Fragmento de texto -
'''
Al olvidar u obviar la condición previa a la cual el mestizaje como proyecto nacional pretendió hacer frente, la denuncia actual del mestizaje contribuye a alimentar una idea simplificada y aplanadora de aquellas realidades sociales, presentándolas como un asunto de localidades igualitarias versus el proyecto nacional mestizo vertical y excluyente. Este retrato obscurece las profundas y violentas distinciones que existían (y existen aun hoy) al interior de los pueblos o regiones, incluyendo aquellos que se identifican como indígenas. Y obscurece también el hecho de que el mestizaje posrevolucionario, con toda su insuficiencia y su autoritarismo, no se limitó a imponer una nueva nomenclatura, sino que pretendió –con resultados contradictorios y diferenciales– alcanzar cierta igualdad socioeconómica a través de una fuerte inversión pública en educación, salud, infraestructura, etc. Un diagnóstico y una crítica más certeros de ese periodo histórico debieran adentrarse en estos ángulos contradictorios, en vez de relegarlos a la sombra.

Fotografía de Susan Drucker, “Tres mujeres con trajes distintos”.
Fondo documental Susan Drucker, Biblioteca de investigación Juan de Córdoba, Oaxaca. 

Color y posición socioeconómica

Tanto la complejidad de las sociabilidades locales como la dimensión material y política del proyecto posrevolucionario quedan así evacuadas del esbozo que presenta la actual denuncia antirracista. Este diagnóstico sobre el pasado es convergente con el énfasis que gran parte de las denuncias actuales a la discriminación por fenotipo pone en las clasificaciones identitarias. En efecto, se presupone que es positivo y justo instaurar categorías que visibilicen el color de piel para así poder denunciar prácticas discriminatorias basadas en ese criterio y evitar así la invisibilidad producida por la categoría “mestizo”, aun si dichas categorías pueden reificar el fenotipo como un dato objetivo y estático.

Desde esa misma línea argumentativa se sostiene que la variable “color” ayuda a entender, y por lo tanto a revertir, la desigualdad socioeconómica. Sin embargo, en los estudios que incluyen dicha variable sigue sin estar totalmente claro qué papel juega dicha variable para explicar el desigual nivel de ingresos de la población. En el estudio liderado por Patricio Solís, al menos en su resumen ejecutivo, se enuncia una correlación entre color de piel y nivel de ingresos, pero ello no equivale a explicar cómo sucede esto: ¿tener cierto fenotipo es determinante del nivel de ingresos o tener cierto nivel de ingresos es determinante del color con el que uno es percibido? En el caso del estudio PERLA, que busca objetivar el color de piel en una gama de pantone, hay datos muy significativos sobre esta ambigüedad en el caso de México. Por ejemplo, las autoras del capítulo afirman que “quienes se auto-identificaron como indígenas o mestizos no difieren significativamente en sus tonos de piel” (Tellez, 2010, pp. 56). Específicamente sobre la blanquitud, las autoras indican que “las personas tienden a rechazar la identidad blanca … más bien se identifican como mestizos, incluso cuando tienen piel clara o apariencia europea [sic. cursivas añadidas]” (p. 59). En su conclusión incluso señalan que “en nuestro análisis … identificarse como blanco en México … ni siquiera refería a una identidad de estatus alto.” (77).
'''
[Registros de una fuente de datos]
'''
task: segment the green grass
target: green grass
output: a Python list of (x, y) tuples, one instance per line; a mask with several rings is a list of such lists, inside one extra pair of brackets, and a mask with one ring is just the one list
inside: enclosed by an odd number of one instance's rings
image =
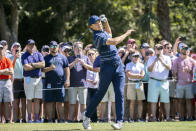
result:
[[(110, 123), (92, 123), (92, 131), (112, 131)], [(0, 124), (0, 131), (80, 131), (82, 123)], [(122, 131), (196, 131), (194, 122), (124, 123)]]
'''
Descripción del ejercicio - ¿Puedes continuar el texto sobre el mestizaje y la discriminación por color de piel a partir de su última oración?

Respuesta correcta -
Dados estos resultados –y a reserva de dedicarle un análisis más profundo a este trabajo– cabe señalar varias interrogantes. Primero, según este estudio, las distintas categorías identitarias no se corresponden con colores de piel distintos (mismo color para “indígena” y “mestizo”); ni colores de piel específicos (“piel clara o apariencia europea”), remiten a una forma diferente de identificarse. Segundo, sobre la categoría “blanco”, se muestra que no es una categoría de uso común para autodentificarse. Para los entrevistados en el estudio PERLA no parece tener un sentido o significado claro. ¿Quién decide, entonces, quién pertenece a la categoría “blanco” sobre todo si, como muestra este estudio, nadie la reclama, no se asocia a estatus alto e incluso es rechazada? ¿La posición socioeconómica sería suficiente para determinar quién pertenece a esa categoría? Probablemente se me escapen muchas sutilezas, pero con la evidencia que alcanzo a entender, el peso de la variable “color” en la desigual posición socioeconómica y en las formas de identificarse no parecen evidentes.

Segundo, como lo señala Alfonso Forssell en su texto, este modelo funciona para denunciar la representación social en los medios de comunicación, donde el tipo de “belleza” que exaltan es demasiado homogéneo y “blanco”. Sin embargo, este vocabulario y este régimen de diferenciación, al seguirse pensando principalmente desde y para la capital y desde y para sectores socioeconómicamente con alto capital económico y cultural, puede obscurecer también las genealogías en las que podría insertarse a nivel regional o local. ¿Qué hacer, en esos contextos, con el sustrato de pureza que tienden a evocar categorías como “blanco”, “prieto” o “indígena”? ¿Será descabellado imaginar que, de volverse descriptiva, la categoría “blanco”, lejos de denunciar una relación de privilegio fundada en criterios fenotípicos y racializantes, sirva para reactivar formas de pertenencia aun más exclusivas, como aquella que designa(ba) a la “gente de razón”? Piénsese, sin ir más lejos, en las jerarquías y taxonomías sociales que tienden a imperar en el resto del subcontinente americano donde la identificación como “blanco” efectivamente es revindicada por las élites económicas y políticas, y funciona no para cambiar o denunciar relaciones de desigualdad sino para mantenerlas.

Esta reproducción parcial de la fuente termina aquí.